What is expected: Return every one of the records below word for word, changing nothing and leaving nothing out.

Extracted entries:
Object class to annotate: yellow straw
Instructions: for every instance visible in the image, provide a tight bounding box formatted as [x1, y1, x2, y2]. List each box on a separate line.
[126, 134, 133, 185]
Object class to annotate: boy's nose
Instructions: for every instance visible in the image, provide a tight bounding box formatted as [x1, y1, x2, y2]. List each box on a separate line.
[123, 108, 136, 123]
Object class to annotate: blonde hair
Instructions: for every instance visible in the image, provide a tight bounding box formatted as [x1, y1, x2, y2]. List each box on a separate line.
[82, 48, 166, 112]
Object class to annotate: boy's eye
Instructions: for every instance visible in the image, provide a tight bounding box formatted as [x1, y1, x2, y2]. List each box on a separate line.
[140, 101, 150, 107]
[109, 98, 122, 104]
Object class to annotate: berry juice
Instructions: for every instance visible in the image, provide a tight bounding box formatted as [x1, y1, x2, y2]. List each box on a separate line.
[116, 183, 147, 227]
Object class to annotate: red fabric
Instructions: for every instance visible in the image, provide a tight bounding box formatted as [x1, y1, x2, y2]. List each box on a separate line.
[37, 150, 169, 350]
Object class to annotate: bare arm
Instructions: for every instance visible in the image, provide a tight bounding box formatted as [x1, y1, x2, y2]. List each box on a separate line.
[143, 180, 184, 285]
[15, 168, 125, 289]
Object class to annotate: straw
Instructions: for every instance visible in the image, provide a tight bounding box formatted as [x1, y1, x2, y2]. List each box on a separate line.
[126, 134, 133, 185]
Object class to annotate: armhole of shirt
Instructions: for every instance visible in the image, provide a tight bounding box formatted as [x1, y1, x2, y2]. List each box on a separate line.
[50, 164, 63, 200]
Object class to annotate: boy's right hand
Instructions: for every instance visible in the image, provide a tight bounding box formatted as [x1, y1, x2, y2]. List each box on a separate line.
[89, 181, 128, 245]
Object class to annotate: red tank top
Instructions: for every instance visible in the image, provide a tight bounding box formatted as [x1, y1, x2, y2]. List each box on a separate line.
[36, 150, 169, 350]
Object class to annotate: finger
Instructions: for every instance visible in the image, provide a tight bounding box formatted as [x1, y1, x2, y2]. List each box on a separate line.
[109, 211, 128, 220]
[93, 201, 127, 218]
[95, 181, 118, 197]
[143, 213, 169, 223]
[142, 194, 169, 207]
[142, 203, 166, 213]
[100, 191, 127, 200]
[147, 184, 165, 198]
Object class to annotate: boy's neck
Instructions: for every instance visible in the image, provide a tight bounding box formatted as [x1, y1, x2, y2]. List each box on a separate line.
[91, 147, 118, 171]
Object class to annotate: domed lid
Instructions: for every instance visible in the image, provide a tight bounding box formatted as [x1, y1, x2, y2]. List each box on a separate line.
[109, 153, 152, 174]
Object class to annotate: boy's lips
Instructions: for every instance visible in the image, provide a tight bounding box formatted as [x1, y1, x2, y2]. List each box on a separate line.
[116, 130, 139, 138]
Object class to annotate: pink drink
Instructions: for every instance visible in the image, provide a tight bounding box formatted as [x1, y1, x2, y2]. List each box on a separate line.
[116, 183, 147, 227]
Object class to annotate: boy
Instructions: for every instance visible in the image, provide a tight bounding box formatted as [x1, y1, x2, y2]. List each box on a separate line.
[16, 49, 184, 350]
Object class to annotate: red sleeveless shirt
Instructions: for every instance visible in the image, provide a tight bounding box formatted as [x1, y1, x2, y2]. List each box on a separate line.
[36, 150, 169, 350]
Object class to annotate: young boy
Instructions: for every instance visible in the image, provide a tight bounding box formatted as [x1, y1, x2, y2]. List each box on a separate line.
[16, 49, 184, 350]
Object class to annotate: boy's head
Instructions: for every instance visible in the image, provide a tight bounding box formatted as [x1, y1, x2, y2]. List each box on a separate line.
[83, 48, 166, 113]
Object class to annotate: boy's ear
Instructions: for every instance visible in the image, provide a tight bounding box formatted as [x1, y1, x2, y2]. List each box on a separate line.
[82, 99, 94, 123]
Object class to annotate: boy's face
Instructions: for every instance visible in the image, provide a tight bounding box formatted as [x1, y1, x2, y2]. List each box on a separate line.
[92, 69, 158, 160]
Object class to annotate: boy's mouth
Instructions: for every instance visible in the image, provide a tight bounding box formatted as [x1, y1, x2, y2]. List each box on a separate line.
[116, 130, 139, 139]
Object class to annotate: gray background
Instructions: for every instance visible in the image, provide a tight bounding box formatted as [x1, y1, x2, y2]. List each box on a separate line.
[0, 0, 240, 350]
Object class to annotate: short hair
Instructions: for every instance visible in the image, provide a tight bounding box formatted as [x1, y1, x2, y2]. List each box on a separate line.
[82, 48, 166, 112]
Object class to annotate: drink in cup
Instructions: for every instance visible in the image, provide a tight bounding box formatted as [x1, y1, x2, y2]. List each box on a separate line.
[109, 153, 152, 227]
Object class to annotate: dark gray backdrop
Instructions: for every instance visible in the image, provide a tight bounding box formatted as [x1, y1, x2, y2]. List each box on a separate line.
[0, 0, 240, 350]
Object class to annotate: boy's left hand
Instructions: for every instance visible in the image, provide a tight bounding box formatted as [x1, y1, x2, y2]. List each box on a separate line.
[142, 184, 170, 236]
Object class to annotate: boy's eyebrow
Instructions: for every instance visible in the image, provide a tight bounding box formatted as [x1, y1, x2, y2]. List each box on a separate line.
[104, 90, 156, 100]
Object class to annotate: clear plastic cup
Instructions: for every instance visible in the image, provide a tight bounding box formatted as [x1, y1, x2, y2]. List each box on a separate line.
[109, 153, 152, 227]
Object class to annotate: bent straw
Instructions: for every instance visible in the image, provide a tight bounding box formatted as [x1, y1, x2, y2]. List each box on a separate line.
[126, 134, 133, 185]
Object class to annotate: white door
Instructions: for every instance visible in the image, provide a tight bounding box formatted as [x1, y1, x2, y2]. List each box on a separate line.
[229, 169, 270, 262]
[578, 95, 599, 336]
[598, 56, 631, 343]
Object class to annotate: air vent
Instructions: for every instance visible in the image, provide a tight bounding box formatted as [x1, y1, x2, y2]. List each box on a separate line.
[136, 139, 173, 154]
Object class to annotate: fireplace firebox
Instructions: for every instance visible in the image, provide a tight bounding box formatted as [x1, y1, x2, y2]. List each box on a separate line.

Expected output:
Object class to annotate: yellow straw
Instructions: for every instance visible in the image, provide a tight bounding box formatted as [x1, y1, x2, y2]. List each box on a separate line.
[126, 134, 133, 185]
Object class to annotate: boy's nose
Instructions: for every instance visible in the image, provide a tight bounding box formatted as [x1, y1, x2, y2]. List each box on a separate line.
[123, 108, 136, 123]
Object class to annotate: blonde hair
Instructions: for every instance visible in the image, provide a tight bounding box formatted as [x1, y1, x2, y2]. List each box on a separate line.
[82, 48, 166, 112]
Object class to annotate: boy's eye
Instructions: for every instance visible in the image, provide a tight bounding box formatted as [x1, y1, x2, y2]. List each box on a separate line.
[140, 101, 150, 107]
[109, 98, 122, 104]
Object class to annotate: berry juice
Instructions: for every instance visible in the image, provide a tight bounding box formatted as [x1, y1, x2, y2]. List each box on a separate line.
[116, 183, 147, 227]
Object class to annotate: red fabric
Instructions: for every instance visible in the image, provide a tight bounding box formatted as [x1, y1, x2, y2]. List each box on a separate line.
[37, 150, 169, 350]
Object class to annotate: bare arm
Instructions: for every instance visible in the image, provide a tight bounding box formatted as [x1, y1, x2, y2]. List each box on a separate line.
[143, 180, 184, 285]
[15, 168, 125, 289]
Object class to annotate: straw
Instructions: for every instance visible in the image, provide a tight bounding box formatted as [x1, y1, x2, y2]. List each box on a separate line.
[126, 134, 133, 185]
Object class to annotate: armhole of shirt
Instructions: for every instance visible in the image, provide a tight bounding box formatted as [x1, y1, x2, y2]. List each box on a separate line.
[50, 164, 63, 200]
Object class to annotate: boy's right hand
Instructions: for every instance visible in the image, provide a tight bounding box formatted as [x1, y1, x2, y2]. List each box on a separate line.
[89, 181, 128, 245]
Object class to annotate: red tank top
Instructions: for every instance visible in the image, provide a tight bounding box formatted as [x1, y1, x2, y2]. List each box on a separate line.
[36, 150, 169, 350]
Object class to annotate: finger
Instructions: for every instance visible in the image, provide a tight bounding box formatted as [x1, y1, x2, y2]. List each box on a separate line.
[109, 211, 128, 220]
[93, 201, 127, 218]
[95, 181, 118, 197]
[143, 213, 169, 223]
[142, 194, 169, 207]
[142, 203, 166, 213]
[100, 191, 127, 200]
[147, 184, 165, 198]
Object class to annotate: boy's neck
Instructions: for every instance visible in the image, provide a tight bounding box formatted as [x1, y1, x2, y2]. List each box on a separate line.
[91, 147, 118, 171]
Object class to annotate: domed lid
Instructions: for every instance visible in the image, provide a tight bounding box formatted as [x1, y1, x2, y2]. List each box on a separate line.
[109, 153, 152, 174]
Object class to annotate: boy's lips
Instructions: for every instance visible in the image, provide a tight bounding box formatted as [x1, y1, x2, y2]. List each box on a separate line.
[116, 130, 139, 138]
Object class to annotate: pink drink
Instructions: for every instance visible in the image, provide a tight bounding box formatted as [x1, y1, x2, y2]. List each box on a separate line.
[116, 183, 147, 227]
Object class to annotate: boy
Instructions: for every instance visible in the image, provide a tight bounding box formatted as [x1, y1, x2, y2]. List each box on a separate line.
[16, 49, 184, 350]
Object class to annotate: red sleeveless shirt
Instructions: for every instance visible in the image, provide a tight bounding box formatted as [x1, y1, x2, y2]. List each box on a separate line.
[36, 150, 169, 350]
Object class to annotate: young boy
Instructions: for every instance visible in the image, provide a tight bounding box formatted as [x1, y1, x2, y2]. List each box on a separate line.
[16, 49, 184, 350]
Object class to annotate: boy's head
Instructions: for every instance visible in the image, provide a tight bounding box formatted as [x1, y1, x2, y2]. List each box on a separate line.
[83, 48, 166, 113]
Object class to annotate: boy's ear
Instructions: for every instance visible in the image, provide a tight bounding box formatted as [x1, y1, x2, y2]. List each box on a separate line.
[82, 99, 94, 123]
Object class to annotate: boy's face
Instructions: for every instance visible in the image, provide a tight bounding box formatted as [x1, y1, x2, y2]. List each box on a separate line.
[92, 69, 158, 160]
Object class to annotate: boy's mouth
Instructions: for every instance visible in the image, provide a tight bounding box formatted as [x1, y1, x2, y2]. List each box on a separate line.
[116, 130, 139, 139]
Object class to annotate: gray background
Instructions: for every instance visible in the image, provide a tight bounding box formatted as [x1, y1, x2, y2]. List each box on a separate line.
[0, 0, 240, 350]
Object class to annotate: short hair
Instructions: for every instance visible in the image, provide a tight bounding box formatted as [x1, y1, x2, y2]. List each box on a separate line.
[82, 48, 166, 112]
Object class to annotate: drink in cup
Instructions: for every instance visible in the image, provide a tight bounding box formatted as [x1, y1, x2, y2]. List each box on a separate line.
[109, 153, 152, 227]
Object class to annotate: dark gray backdrop
Instructions: for every instance visible in the image, provide a tight bounding box formatted as [x1, y1, x2, y2]. List each box on a separate line.
[0, 0, 240, 350]
Object class to annotate: boy's left hand
Instructions: for every instance visible in the image, provide a tight bounding box formatted as [x1, y1, x2, y2]. List each box on a separate line.
[142, 184, 170, 236]
Object class to annotate: boy's eyebrow
Instructions: for every instance visible in the image, provide a tight bounding box formatted as [x1, y1, x2, y2]. List each box on a separate line.
[104, 90, 156, 100]
Object class to annotate: clear plastic cup
Instructions: for every instance visible in the image, provide a tight bounding box formatted as [x1, y1, x2, y2]. List each box on a separate line.
[109, 153, 152, 227]
Object class to annotate: bent straw
Instructions: for every instance visible in the image, provide a tight bounding box formatted as [x1, y1, x2, y2]. List each box on a separate line.
[126, 134, 133, 185]
Object class to annotate: white door
Instructions: for every instance visible in the image, provide a tight bounding box formatted as [x1, y1, x2, y2]. List each box on a separate line.
[229, 169, 270, 262]
[578, 95, 599, 336]
[598, 56, 631, 343]
Object class to annotate: air vent
Instructions: for every instance visible in the image, provide a tight bounding box formatted as [x1, y1, x2, y2]. List each box on a separate line.
[136, 139, 173, 154]
Object class to annotate: fireplace firebox
Instructions: for every instance visible in the image, provide a tight bounding box formatted as [x1, y1, x2, y2]. List each box on a separate line.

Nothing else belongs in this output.